Start of Records for the exercise
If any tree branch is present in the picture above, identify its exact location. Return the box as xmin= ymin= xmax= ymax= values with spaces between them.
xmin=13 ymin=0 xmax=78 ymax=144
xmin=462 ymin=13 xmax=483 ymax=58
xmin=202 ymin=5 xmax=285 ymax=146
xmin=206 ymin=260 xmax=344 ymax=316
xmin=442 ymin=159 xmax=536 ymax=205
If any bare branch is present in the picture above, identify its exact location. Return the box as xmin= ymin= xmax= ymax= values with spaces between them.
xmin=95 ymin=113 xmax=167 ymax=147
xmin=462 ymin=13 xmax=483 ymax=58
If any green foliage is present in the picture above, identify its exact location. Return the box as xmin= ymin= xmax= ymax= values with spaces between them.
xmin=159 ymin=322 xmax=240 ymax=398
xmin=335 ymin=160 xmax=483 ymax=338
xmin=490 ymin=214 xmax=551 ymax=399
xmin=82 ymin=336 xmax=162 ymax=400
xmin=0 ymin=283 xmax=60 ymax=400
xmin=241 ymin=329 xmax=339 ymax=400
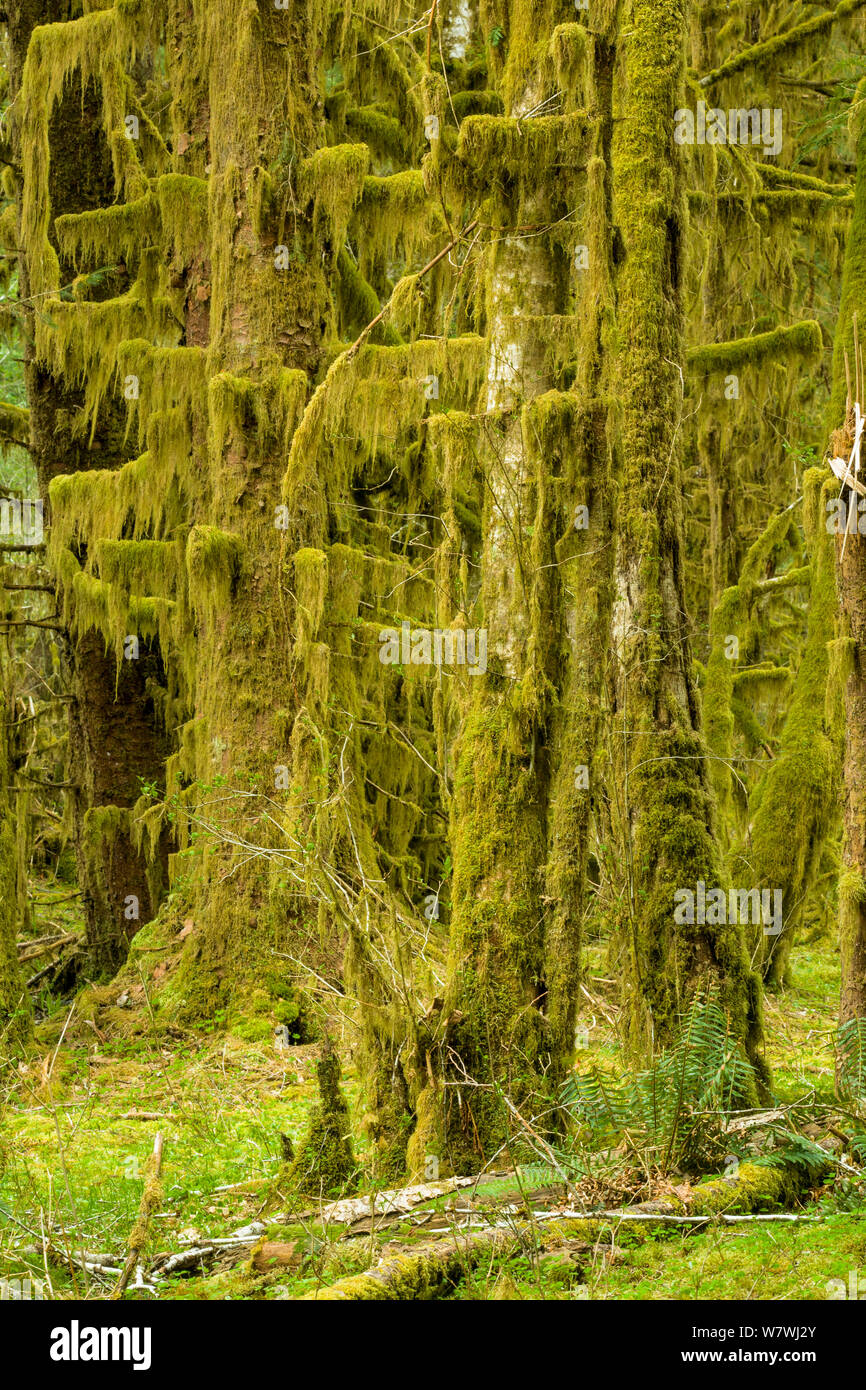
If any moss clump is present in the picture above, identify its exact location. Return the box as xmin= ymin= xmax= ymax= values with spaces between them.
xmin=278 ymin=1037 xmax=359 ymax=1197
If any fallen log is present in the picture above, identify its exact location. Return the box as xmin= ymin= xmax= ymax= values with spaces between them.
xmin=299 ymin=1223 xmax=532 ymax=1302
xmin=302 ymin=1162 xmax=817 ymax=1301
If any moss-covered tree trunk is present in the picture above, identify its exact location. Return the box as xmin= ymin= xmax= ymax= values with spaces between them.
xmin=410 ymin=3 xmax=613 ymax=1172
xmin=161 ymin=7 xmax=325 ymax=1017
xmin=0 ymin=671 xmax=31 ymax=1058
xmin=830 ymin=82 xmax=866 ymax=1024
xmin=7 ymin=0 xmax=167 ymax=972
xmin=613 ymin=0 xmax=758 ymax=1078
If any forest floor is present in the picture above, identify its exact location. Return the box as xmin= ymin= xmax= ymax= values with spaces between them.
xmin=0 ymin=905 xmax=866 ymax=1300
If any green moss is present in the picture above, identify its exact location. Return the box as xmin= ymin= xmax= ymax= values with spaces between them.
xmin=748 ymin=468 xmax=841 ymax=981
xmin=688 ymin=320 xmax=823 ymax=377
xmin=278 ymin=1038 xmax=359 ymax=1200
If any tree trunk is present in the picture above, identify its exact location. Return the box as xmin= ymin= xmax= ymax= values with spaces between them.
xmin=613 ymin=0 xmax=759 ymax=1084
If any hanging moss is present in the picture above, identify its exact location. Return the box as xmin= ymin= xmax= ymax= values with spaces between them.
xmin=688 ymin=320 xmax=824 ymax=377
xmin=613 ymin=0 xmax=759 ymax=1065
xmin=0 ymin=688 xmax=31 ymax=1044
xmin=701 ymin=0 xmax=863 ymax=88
End of Records for the exercise
Start of Records for the exercise
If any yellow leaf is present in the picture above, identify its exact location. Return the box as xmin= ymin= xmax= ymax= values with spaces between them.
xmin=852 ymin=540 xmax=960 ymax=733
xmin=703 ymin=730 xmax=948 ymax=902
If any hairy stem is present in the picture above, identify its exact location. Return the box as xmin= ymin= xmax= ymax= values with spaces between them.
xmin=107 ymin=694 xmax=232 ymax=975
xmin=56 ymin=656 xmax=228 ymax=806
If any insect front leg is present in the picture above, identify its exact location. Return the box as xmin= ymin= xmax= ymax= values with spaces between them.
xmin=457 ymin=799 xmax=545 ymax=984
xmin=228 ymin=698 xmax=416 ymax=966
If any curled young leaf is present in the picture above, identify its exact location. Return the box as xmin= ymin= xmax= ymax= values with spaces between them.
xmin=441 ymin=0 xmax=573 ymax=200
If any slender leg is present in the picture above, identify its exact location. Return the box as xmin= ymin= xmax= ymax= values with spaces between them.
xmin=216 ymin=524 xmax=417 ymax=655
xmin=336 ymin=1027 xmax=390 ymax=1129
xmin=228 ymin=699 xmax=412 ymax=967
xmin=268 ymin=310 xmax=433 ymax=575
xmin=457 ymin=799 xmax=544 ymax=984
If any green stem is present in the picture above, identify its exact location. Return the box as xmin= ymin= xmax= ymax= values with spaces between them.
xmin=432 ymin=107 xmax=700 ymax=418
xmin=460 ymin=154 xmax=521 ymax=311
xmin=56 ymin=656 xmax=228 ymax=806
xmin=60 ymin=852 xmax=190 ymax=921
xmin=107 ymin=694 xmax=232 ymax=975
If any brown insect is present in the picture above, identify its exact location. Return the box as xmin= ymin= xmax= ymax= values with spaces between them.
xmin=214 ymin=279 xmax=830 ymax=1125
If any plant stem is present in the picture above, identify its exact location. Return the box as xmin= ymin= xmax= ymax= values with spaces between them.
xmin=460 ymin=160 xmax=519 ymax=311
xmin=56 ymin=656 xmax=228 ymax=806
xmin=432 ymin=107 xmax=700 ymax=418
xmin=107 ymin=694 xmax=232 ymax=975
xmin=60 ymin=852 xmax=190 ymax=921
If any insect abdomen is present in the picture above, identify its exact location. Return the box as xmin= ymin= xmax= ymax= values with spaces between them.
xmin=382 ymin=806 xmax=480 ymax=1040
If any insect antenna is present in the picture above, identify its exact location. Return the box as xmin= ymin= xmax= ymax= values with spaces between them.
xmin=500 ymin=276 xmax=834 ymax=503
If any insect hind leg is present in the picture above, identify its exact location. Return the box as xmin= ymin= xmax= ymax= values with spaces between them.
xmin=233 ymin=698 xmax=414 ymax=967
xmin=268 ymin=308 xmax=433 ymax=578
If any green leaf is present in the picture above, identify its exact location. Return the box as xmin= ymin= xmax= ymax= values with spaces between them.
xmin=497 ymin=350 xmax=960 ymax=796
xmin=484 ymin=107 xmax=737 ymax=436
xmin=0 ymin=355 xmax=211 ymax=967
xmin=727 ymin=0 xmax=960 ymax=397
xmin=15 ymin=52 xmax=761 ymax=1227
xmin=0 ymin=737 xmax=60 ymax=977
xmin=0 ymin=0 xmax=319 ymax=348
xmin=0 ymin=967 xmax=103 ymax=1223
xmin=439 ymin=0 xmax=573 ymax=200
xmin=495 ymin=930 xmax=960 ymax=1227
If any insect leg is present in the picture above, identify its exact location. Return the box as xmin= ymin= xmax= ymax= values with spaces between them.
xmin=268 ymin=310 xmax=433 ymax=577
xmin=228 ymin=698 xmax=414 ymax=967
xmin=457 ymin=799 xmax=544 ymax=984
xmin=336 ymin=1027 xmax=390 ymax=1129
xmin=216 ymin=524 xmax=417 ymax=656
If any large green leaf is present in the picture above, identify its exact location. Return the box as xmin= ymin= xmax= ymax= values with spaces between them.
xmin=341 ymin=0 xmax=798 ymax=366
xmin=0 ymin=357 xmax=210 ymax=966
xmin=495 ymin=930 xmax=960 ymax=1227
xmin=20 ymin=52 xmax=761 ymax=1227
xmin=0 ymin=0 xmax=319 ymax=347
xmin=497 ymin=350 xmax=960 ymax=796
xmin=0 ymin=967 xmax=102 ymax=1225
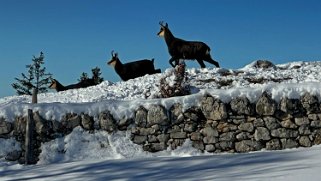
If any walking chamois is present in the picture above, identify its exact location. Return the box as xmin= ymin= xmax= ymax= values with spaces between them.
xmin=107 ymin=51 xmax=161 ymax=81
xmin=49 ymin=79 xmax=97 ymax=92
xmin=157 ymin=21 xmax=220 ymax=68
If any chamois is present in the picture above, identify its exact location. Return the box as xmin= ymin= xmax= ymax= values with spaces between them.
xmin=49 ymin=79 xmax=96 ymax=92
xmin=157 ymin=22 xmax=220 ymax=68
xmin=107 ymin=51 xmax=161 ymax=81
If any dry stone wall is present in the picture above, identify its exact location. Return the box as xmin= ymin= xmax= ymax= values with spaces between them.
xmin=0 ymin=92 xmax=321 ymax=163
End of Records for the exercise
### Written problem
Scale the part of the material that opens with the line containing "If any walking" and closes with the line containing "xmin=0 ymin=92 xmax=321 ymax=163" by rewriting each of its lines, requests included, with every bounding-box coordinate multiplied by 1.75 and rounded to a whole number, halves up. Leave the requests' wording unchanged and give nothing from outside that part.

### Correct response
If any walking chamois is present in the picture above, identify its exact location. Return the box as xmin= ymin= xmax= ymax= values with spaces between them.
xmin=187 ymin=89 xmax=282 ymax=142
xmin=86 ymin=138 xmax=170 ymax=161
xmin=275 ymin=37 xmax=385 ymax=119
If any chamois is present in the picture above, identify its exact location. Return the box as xmin= ymin= xmax= ymax= values with spaces between them.
xmin=86 ymin=138 xmax=168 ymax=161
xmin=275 ymin=39 xmax=385 ymax=119
xmin=187 ymin=89 xmax=282 ymax=142
If any dry stone wall is present in the picture above, identify its exact location. Return the box as xmin= ymin= xmax= ymax= values with spaces between them.
xmin=0 ymin=161 xmax=562 ymax=285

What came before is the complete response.